§ DIRECTION
Set out the lines below as a Markdown table with two columns, Row and Line, numbering each row and leaving out any blank lines. Omit the pictures from the table.

§ ENTRIES
=======

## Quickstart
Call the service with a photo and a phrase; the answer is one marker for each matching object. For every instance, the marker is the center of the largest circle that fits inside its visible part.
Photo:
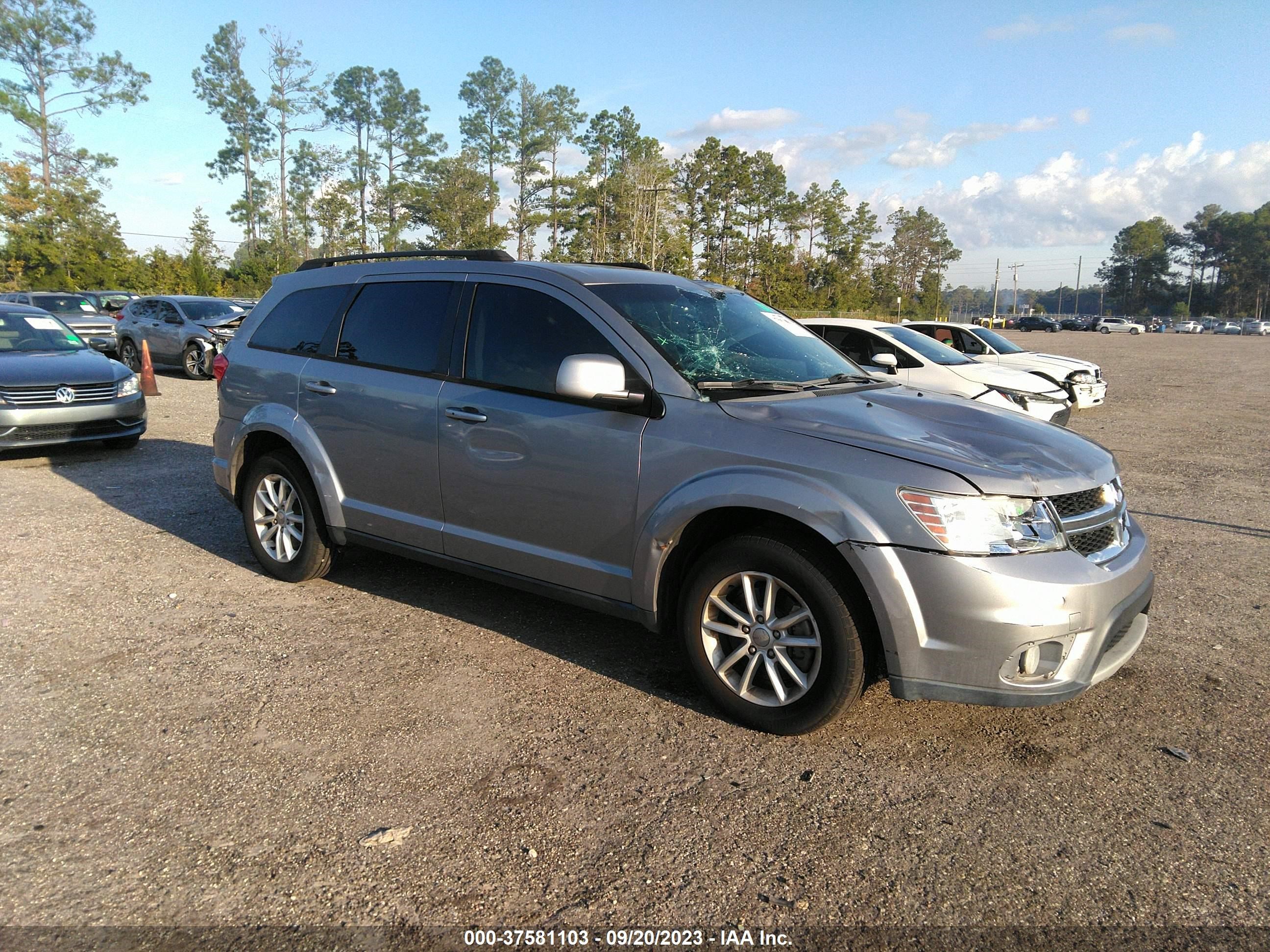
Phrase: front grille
(65, 430)
(48, 395)
(1094, 541)
(1077, 503)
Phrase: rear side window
(520, 337)
(399, 325)
(300, 320)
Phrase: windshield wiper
(780, 385)
(839, 379)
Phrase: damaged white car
(1080, 379)
(904, 356)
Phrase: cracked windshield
(724, 337)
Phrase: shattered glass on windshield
(723, 335)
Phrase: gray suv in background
(689, 457)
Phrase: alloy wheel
(278, 517)
(761, 639)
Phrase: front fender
(799, 497)
(285, 423)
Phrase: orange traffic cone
(147, 372)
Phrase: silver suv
(689, 457)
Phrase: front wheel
(770, 636)
(284, 521)
(129, 356)
(192, 362)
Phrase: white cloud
(1144, 33)
(921, 151)
(1065, 204)
(739, 121)
(1026, 27)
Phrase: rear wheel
(770, 636)
(129, 356)
(284, 521)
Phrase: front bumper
(1088, 395)
(49, 426)
(955, 627)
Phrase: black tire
(129, 356)
(840, 678)
(316, 554)
(192, 362)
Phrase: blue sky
(1034, 130)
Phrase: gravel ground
(190, 742)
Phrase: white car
(1080, 379)
(902, 355)
(1110, 325)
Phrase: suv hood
(1067, 363)
(992, 375)
(1001, 452)
(229, 320)
(57, 368)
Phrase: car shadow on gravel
(168, 485)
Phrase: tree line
(347, 163)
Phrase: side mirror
(595, 378)
(887, 361)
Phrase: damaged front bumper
(1009, 631)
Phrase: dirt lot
(187, 742)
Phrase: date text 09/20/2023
(627, 938)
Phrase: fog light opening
(1029, 659)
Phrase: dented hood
(1001, 452)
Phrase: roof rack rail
(477, 254)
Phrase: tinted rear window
(398, 324)
(300, 320)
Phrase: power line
(178, 238)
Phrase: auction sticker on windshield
(788, 323)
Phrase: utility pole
(1191, 286)
(1015, 269)
(996, 284)
(1077, 310)
(657, 196)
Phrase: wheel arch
(710, 526)
(273, 427)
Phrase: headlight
(1015, 397)
(985, 524)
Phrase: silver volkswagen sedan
(55, 387)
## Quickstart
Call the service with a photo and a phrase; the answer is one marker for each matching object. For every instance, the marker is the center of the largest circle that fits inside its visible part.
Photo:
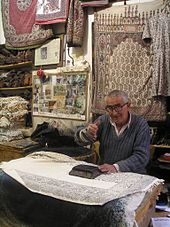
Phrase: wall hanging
(61, 94)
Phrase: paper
(161, 222)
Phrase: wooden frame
(62, 95)
(49, 54)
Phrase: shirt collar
(128, 124)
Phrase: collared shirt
(123, 127)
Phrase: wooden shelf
(18, 65)
(15, 88)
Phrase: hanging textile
(157, 30)
(2, 37)
(51, 11)
(122, 60)
(76, 24)
(19, 28)
(92, 3)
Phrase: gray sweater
(130, 150)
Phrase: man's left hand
(106, 168)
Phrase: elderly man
(124, 137)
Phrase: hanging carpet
(122, 59)
(76, 24)
(19, 28)
(97, 3)
(50, 11)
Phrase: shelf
(15, 66)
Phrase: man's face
(118, 110)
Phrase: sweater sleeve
(139, 159)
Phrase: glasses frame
(117, 108)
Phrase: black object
(48, 136)
(85, 171)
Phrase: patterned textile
(96, 3)
(17, 203)
(2, 38)
(122, 60)
(157, 29)
(47, 173)
(76, 24)
(19, 28)
(51, 11)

=======

§ CORRECT RESPONSE
| Row | Line |
|---|---|
| 1 | ## Quickstart |
| 2 | Call the service with a photo and a phrase; the answer is one marker for each matching object. For every instance, the marker is the center of the largest circle that fits inside its visible part. |
| 3 | Photo: |
| 4 | Phrase: front grille |
| 5 | (65, 430) |
| 6 | (48, 395) |
| 7 | (1094, 541) |
| 8 | (1077, 503) |
| 9 | Phrase: rear side window |
| 10 | (520, 337) |
| 11 | (399, 325) |
| 12 | (300, 320) |
| 13 | Phrase: windshield wiper |
| 14 | (780, 385) |
| 15 | (839, 379) |
| 16 | Phrase: damaged white car |
| 17 | (1080, 379) |
| 18 | (904, 356) |
| 19 | Phrase: cracked windshield |
| 20 | (724, 337) |
| 21 | Phrase: shattered glass on windshield |
| 22 | (723, 335) |
| 23 | Phrase: gray suv in background |
| 24 | (689, 457) |
| 25 | Phrase: alloy wheel |
| 26 | (278, 517) |
| 27 | (761, 639) |
| 28 | Phrase: front fender |
| 29 | (799, 497) |
| 30 | (285, 423) |
| 31 | Phrase: orange traffic cone |
| 32 | (147, 372) |
| 33 | Phrase: silver suv |
| 34 | (689, 457) |
| 35 | Phrase: front wheel |
| 36 | (770, 636) |
| 37 | (284, 521) |
| 38 | (129, 356) |
| 39 | (192, 362) |
| 40 | Phrase: white cloud |
| 41 | (1144, 33) |
| 42 | (921, 151) |
| 43 | (1065, 204) |
| 44 | (739, 121) |
| 45 | (1026, 27) |
| 46 | Phrase: rear wheel |
| 47 | (770, 636) |
| 48 | (129, 356) |
| 49 | (284, 521) |
| 50 | Phrase: front bumper |
| 51 | (1088, 395) |
| 52 | (49, 426) |
| 53 | (955, 627) |
| 54 | Phrase: black tire |
| 55 | (129, 356) |
| 56 | (840, 678) |
| 57 | (316, 554) |
| 58 | (192, 362) |
| 59 | Phrase: blue sky |
| 60 | (1034, 130) |
| 61 | Phrase: gravel ground |
| 62 | (190, 742) |
| 63 | Phrase: white car |
| 64 | (1080, 379) |
| 65 | (902, 355) |
| 66 | (1110, 325) |
| 67 | Phrase: suv hood |
| 68 | (1067, 363) |
| 69 | (992, 375) |
| 70 | (1001, 452) |
| 71 | (229, 320) |
| 72 | (57, 368) |
| 73 | Phrase: car shadow on gravel |
| 74 | (168, 485) |
| 75 | Phrase: tree line |
| 76 | (347, 163) |
| 77 | Phrase: side mirror |
| 78 | (595, 378) |
| 79 | (887, 361) |
| 80 | Phrase: damaged front bumper |
| 81 | (1009, 631) |
| 82 | Phrase: dirt lot |
| 83 | (187, 742) |
| 84 | Phrase: date text 09/20/2023 |
| 85 | (627, 938) |
| 86 | Phrase: fog light opening |
| 87 | (1029, 659) |
| 88 | Phrase: dented hood |
| 89 | (1001, 452) |
| 90 | Phrase: roof rack rail |
| 91 | (477, 254) |
| 92 | Phrase: tinted rear window |
| 93 | (398, 324) |
| 94 | (300, 320) |
| 95 | Phrase: power line |
| 96 | (178, 238) |
| 97 | Phrase: auction sticker on windshield |
| 98 | (788, 323) |
| 99 | Phrase: utility pole |
| 100 | (1191, 286) |
| 101 | (1015, 269) |
| 102 | (996, 284) |
| 103 | (1077, 310) |
| 104 | (657, 196) |
| 105 | Phrase: wheel arch |
| 106 | (710, 526) |
| 107 | (273, 427) |
| 108 | Phrase: headlight |
| 109 | (1015, 397) |
| 110 | (985, 524) |
| 111 | Phrase: silver volkswagen sedan |
| 112 | (55, 387) |
| 113 | ## Quickstart |
| 114 | Call the service with a photo and a phrase; the answer is one marker for each matching object. For every instance, the marker is the center of the largest circle that fits inside its visible part. |
| 115 | Photo: |
| 116 | Phrase: wall hanging |
| 117 | (61, 94) |
| 118 | Phrase: paper |
| 119 | (161, 222) |
| 120 | Phrase: wooden frame |
| 121 | (62, 95) |
| 122 | (49, 54) |
| 123 | Phrase: shirt collar |
| 124 | (128, 124) |
| 125 | Phrase: collared shirt |
| 126 | (123, 127) |
| 127 | Phrase: wooden shelf |
| 128 | (18, 65) |
| 129 | (15, 88) |
| 130 | Phrase: hanging textile |
| 131 | (157, 30) |
| 132 | (2, 37) |
| 133 | (51, 11) |
| 134 | (122, 60) |
| 135 | (76, 24) |
| 136 | (19, 28) |
| 137 | (92, 3) |
| 138 | Phrase: gray sweater |
| 139 | (130, 150) |
| 140 | Phrase: man's left hand |
| 141 | (106, 168) |
| 142 | Phrase: elderly man |
| 143 | (124, 137) |
| 144 | Phrase: hanging carpet |
| 145 | (122, 59) |
| 146 | (76, 24) |
| 147 | (19, 28) |
| 148 | (97, 3) |
| 149 | (50, 11) |
| 150 | Phrase: shelf |
| 151 | (15, 66) |
| 152 | Phrase: man's face |
| 153 | (118, 110) |
| 154 | Phrase: sweater sleeve |
| 155 | (139, 159) |
| 156 | Phrase: glasses frame |
| 157 | (117, 108) |
| 158 | Phrase: black object |
| 159 | (48, 136) |
| 160 | (85, 171) |
| 161 | Phrase: patterned textile |
| 162 | (96, 3) |
| 163 | (17, 203) |
| 164 | (2, 38) |
| 165 | (122, 60) |
| 166 | (157, 29) |
| 167 | (47, 173) |
| 168 | (76, 24) |
| 169 | (19, 28) |
| 170 | (51, 11) |